## Texte à lire
+===+

Bruno, grand commis, occupa le poste avec abnégation le poste de chef du Protocole de la Présidence de 1978 jusqu’à 2018. Serviteur hors-pair de l’Etat, Bruno l’était. Il l’incarnait comme un véritable chef, c'est-à-dire comme celui qui agit, qui prend des décisions et en assume les conséquences. Au regard de ce parcours quarantenaire sans faille, le Sénégal vient ainsi de perdre l’un de ses fils les plus méritants qui a servi l’Etat au plus haut point et la patrie avec abnégation, avec loyauté et constance durant toute sa vie.
Bruno est parti comme il a vécu. Plus que tout autre, il incarnait un combat : celui de la République. Ils sont nombreux à le pleurer en toute sincérité tant l’homme ne laissait personne indifférent par son attitude de réserve et sa maîtrise de la science protocolaire. S’il fallait désigner ce que furent les plus grandes qualités de Bruno Diatta, ce seraient le professionnalisme, la discrétion et la rectitude. Cela est attesté par son brillant parcours d’homme d’Etat et par ses qualités humaines exceptionnelles. Son naturel, son extrême bon sens, ses qualités d’organisation, son intelligence lui permettaient de manager le protocole de la Présidence avec maestria au point de se révéler aujourd’hui indispensable.
Bruno transcendait les contingences politiques partisanes, les appartenances ethniques, les confessions religieuses. Il appartenait au Sénégal et non à un camp et encore moins à un clan. Dans la politisation tous azimuts de tous les secteurs de la République actuellement en cours dans notre pays, Bruno sans étiquette politique a sauvé le poste de protocole de la Présidence de la partisanerie politicienne même si certains sous le magistère de Wade ont vainement cherché à le défenestrer.

+===+

## Travail demandé
[A] Répondez à ces questions sur le texte consacré à Bruno Diatta :
(i) De quelle année à quelle année a-t-il été chef du Protocole de la Présidence ?
(ii) Quelles sont ses trois plus grandes qualités selon le texte ?
(iii) Sous le magistère de qui certains ont-ils vainement cherché à le défenestrer ?
[B] Rassemblez toutes les lignes des enregistrements qui contiennent le mot « wooden ». La casse compte.
Ces enregistrements n'ont aucun rapport avec le texte.

+===+

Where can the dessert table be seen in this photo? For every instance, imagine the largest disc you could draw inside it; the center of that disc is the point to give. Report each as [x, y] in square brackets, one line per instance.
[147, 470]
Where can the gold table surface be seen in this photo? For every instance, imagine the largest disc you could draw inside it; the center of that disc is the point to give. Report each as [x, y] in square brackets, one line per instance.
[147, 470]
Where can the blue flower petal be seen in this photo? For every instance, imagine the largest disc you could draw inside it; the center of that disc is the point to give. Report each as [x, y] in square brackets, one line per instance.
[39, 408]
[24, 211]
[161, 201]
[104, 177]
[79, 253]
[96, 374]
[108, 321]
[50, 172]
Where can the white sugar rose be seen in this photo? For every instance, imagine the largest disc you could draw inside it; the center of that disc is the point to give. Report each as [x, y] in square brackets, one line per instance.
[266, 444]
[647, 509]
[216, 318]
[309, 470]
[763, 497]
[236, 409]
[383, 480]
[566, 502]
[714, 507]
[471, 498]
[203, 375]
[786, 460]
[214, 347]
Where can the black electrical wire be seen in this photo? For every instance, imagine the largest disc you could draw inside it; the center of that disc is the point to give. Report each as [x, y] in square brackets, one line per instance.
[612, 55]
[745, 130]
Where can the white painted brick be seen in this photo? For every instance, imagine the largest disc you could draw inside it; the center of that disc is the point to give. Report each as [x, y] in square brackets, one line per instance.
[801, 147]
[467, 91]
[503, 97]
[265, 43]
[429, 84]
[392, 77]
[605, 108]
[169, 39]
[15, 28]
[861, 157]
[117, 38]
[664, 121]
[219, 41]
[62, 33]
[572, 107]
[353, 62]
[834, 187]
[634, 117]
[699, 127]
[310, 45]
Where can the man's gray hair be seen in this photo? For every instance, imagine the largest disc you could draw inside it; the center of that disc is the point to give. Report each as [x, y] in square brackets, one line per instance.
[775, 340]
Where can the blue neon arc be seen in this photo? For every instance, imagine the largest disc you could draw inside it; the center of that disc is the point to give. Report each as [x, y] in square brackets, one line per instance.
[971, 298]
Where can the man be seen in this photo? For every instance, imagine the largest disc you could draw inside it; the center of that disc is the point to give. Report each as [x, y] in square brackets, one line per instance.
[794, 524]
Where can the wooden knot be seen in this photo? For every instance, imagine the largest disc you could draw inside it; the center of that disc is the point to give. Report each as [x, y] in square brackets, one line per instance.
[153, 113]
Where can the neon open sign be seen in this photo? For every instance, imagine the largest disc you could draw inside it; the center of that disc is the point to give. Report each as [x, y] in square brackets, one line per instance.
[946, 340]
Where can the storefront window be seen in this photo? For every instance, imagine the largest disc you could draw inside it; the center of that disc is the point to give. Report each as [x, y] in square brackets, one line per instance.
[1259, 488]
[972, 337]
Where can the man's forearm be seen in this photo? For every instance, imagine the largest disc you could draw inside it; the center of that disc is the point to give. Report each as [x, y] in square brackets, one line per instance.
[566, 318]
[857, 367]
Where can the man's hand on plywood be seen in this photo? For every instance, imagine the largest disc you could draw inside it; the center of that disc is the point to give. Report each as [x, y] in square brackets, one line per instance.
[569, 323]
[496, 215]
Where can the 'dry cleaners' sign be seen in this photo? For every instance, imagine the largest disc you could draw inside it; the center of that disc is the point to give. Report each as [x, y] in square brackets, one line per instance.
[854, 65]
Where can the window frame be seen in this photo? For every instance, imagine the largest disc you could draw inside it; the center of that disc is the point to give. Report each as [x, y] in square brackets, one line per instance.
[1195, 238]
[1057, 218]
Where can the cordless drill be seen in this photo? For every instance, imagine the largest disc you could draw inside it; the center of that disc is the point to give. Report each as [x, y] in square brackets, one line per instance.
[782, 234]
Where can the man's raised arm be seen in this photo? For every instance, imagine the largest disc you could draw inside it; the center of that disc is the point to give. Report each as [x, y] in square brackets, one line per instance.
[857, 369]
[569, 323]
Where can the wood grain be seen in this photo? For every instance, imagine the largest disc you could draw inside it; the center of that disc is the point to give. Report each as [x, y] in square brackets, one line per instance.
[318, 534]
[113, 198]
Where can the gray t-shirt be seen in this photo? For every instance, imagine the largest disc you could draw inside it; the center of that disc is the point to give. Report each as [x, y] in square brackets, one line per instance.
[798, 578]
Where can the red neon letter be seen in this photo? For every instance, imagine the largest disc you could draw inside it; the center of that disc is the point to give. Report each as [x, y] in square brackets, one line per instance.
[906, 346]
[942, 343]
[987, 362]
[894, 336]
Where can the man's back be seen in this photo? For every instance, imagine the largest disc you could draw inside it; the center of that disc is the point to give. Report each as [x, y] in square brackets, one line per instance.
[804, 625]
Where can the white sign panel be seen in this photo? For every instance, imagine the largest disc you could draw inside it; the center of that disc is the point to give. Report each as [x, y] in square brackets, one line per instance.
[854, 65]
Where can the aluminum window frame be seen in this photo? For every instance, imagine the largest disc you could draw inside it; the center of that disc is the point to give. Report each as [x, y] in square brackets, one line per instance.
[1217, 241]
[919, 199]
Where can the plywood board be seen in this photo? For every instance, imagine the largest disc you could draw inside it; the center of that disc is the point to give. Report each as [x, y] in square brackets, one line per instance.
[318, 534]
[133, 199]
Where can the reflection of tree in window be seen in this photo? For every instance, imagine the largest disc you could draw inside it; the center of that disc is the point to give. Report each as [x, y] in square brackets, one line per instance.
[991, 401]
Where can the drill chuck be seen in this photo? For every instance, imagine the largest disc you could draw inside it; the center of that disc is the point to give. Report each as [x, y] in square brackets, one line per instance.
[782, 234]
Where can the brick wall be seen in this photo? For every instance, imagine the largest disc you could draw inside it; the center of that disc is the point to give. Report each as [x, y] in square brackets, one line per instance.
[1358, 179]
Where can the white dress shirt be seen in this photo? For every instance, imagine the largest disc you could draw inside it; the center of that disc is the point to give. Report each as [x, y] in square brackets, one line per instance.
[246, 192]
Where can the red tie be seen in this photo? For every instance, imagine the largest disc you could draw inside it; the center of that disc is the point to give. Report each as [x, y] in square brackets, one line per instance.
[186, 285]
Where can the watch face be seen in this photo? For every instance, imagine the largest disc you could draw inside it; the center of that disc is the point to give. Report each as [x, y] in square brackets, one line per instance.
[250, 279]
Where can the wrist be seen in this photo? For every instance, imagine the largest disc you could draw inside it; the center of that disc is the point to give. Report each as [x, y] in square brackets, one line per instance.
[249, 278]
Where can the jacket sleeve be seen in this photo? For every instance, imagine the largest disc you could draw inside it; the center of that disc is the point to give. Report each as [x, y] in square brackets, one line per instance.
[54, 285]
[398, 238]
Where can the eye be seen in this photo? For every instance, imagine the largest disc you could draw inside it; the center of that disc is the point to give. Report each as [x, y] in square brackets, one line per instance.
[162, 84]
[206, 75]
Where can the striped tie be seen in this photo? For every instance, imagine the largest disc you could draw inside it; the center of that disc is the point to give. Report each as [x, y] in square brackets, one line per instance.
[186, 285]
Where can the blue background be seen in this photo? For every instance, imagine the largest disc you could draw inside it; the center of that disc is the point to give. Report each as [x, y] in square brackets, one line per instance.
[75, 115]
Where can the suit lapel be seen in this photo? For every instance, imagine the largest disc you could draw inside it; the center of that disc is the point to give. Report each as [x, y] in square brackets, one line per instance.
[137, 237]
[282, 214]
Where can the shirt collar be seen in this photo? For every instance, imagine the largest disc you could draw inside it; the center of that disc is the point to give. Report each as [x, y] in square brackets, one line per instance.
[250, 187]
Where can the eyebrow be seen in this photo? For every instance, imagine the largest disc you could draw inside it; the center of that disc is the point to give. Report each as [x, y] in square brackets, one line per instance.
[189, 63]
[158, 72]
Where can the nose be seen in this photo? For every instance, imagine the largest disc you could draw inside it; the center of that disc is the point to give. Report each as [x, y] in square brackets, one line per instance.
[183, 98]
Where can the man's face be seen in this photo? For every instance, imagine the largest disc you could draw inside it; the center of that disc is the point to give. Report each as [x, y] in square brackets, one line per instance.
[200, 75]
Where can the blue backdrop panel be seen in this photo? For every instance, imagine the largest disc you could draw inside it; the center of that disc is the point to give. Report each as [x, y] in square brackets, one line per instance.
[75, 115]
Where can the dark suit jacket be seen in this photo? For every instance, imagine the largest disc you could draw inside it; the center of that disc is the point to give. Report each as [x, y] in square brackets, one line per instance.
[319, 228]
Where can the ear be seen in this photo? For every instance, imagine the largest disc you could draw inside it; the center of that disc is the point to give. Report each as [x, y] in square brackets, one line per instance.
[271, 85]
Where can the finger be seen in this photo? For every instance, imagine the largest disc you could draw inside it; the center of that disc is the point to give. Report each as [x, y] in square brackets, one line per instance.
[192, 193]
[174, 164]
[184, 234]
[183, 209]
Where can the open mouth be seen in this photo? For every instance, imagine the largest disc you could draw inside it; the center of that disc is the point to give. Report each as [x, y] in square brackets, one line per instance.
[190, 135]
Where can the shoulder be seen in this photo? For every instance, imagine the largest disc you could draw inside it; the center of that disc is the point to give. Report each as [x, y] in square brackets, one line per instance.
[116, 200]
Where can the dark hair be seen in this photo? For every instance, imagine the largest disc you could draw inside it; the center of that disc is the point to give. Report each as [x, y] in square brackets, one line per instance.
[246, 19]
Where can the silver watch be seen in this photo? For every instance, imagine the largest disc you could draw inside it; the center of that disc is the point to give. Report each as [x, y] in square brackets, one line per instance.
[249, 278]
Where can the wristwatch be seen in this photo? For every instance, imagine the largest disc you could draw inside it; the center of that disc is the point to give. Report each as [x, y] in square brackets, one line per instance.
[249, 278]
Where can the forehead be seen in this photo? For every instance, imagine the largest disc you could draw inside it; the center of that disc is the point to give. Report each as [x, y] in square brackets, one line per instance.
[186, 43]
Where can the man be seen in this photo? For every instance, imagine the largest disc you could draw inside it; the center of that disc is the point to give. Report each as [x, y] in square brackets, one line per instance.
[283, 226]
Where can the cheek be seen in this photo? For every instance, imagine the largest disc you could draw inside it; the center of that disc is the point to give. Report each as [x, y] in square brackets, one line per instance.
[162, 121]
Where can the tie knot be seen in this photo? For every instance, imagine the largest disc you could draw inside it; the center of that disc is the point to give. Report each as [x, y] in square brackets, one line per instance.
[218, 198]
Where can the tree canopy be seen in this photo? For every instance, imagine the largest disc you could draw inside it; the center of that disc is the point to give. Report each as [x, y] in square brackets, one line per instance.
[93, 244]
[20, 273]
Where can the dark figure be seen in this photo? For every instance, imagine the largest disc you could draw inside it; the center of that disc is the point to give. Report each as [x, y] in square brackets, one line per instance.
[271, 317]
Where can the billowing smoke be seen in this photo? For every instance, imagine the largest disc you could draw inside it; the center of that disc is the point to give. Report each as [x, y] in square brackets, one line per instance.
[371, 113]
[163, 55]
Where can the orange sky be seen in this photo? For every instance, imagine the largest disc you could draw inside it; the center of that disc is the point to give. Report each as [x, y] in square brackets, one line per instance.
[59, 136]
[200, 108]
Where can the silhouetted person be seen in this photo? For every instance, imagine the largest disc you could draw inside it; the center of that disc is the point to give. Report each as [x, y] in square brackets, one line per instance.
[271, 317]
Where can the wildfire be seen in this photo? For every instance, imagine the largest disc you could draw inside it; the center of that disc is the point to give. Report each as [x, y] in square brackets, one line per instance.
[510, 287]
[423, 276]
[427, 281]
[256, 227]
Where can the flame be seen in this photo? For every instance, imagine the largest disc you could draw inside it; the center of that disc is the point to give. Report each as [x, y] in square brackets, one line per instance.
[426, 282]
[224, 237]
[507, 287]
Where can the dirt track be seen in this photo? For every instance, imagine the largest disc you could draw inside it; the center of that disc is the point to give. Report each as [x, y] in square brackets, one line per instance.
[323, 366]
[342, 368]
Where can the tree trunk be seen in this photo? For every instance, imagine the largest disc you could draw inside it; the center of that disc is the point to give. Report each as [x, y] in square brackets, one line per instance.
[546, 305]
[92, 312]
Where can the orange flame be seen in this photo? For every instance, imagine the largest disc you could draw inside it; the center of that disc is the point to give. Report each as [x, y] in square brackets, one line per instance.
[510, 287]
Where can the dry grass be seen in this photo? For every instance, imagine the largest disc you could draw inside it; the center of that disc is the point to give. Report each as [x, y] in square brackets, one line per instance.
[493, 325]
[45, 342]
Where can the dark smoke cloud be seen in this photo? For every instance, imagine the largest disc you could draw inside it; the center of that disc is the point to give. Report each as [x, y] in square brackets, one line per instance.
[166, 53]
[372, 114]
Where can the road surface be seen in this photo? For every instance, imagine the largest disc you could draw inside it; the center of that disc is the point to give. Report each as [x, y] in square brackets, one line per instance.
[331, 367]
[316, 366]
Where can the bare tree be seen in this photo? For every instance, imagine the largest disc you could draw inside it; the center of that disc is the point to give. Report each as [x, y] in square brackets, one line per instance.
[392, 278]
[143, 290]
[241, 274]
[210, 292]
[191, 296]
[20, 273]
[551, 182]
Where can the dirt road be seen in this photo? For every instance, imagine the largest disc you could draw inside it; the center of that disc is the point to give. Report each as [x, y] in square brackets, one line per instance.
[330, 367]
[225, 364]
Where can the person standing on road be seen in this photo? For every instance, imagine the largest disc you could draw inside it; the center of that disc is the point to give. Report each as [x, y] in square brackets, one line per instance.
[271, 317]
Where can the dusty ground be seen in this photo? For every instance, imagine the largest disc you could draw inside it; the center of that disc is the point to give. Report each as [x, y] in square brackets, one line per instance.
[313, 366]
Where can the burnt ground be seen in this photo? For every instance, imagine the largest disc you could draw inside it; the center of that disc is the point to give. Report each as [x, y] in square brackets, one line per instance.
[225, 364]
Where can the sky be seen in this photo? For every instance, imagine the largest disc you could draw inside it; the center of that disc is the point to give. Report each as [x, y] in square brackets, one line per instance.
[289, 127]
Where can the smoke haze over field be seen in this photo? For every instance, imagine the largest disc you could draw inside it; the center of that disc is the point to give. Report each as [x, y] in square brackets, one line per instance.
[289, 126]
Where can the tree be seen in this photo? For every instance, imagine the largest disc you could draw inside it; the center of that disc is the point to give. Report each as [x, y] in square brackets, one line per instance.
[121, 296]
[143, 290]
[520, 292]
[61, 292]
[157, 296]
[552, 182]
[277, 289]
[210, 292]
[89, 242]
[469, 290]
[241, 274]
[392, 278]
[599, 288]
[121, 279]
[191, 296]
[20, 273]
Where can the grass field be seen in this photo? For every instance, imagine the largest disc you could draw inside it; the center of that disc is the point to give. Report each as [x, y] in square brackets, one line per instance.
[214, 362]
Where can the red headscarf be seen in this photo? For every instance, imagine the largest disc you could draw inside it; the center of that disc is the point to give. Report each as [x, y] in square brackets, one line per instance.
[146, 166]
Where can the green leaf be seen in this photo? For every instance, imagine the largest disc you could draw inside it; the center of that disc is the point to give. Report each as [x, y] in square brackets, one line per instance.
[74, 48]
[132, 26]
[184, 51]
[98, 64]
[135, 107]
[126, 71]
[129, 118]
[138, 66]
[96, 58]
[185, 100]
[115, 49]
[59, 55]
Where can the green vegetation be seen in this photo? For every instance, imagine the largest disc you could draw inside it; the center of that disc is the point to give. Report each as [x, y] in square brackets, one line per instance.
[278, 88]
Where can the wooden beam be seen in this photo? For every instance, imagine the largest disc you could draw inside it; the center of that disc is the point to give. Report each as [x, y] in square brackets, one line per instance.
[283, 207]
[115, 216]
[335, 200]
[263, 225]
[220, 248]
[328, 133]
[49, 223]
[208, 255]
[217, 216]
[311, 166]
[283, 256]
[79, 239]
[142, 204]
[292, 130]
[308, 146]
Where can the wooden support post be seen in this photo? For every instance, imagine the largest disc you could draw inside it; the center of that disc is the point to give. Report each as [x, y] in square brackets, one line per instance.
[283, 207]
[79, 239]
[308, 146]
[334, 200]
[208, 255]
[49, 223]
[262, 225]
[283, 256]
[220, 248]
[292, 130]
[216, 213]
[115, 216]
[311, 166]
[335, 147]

+===+

## Réponses attendues
[A]
(i) De 1978 à 2018.
(ii) Le professionnalisme, la discrétion et la rectitude.
(iii) Sous le magistère de Wade.

[B]
Where can the wooden knot be seen in this photo? For every instance, imagine the largest disc you could draw inside it; the center of that disc is the point to give. Report each as [x, y] in square brackets, one line per instance.
Where can the wooden beam be seen in this photo? For every instance, imagine the largest disc you could draw inside it; the center of that disc is the point to give. Report each as [x, y] in square brackets, one line per instance.
Where can the wooden support post be seen in this photo? For every instance, imagine the largest disc you could draw inside it; the center of that disc is the point to give. Report each as [x, y] in square brackets, one line per instance.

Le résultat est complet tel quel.